Output every entry below exactly as it is written.

************

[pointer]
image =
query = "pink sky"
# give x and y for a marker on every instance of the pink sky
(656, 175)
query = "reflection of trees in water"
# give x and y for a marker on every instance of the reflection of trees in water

************

YOUR SOLUTION →
[pointer]
image =
query = "pink sky"
# give x and y for a marker on every instance of the pink sky
(656, 175)
query = "reflection of trees in water"
# give x and y for a marker on every instance of the reflection of trees in water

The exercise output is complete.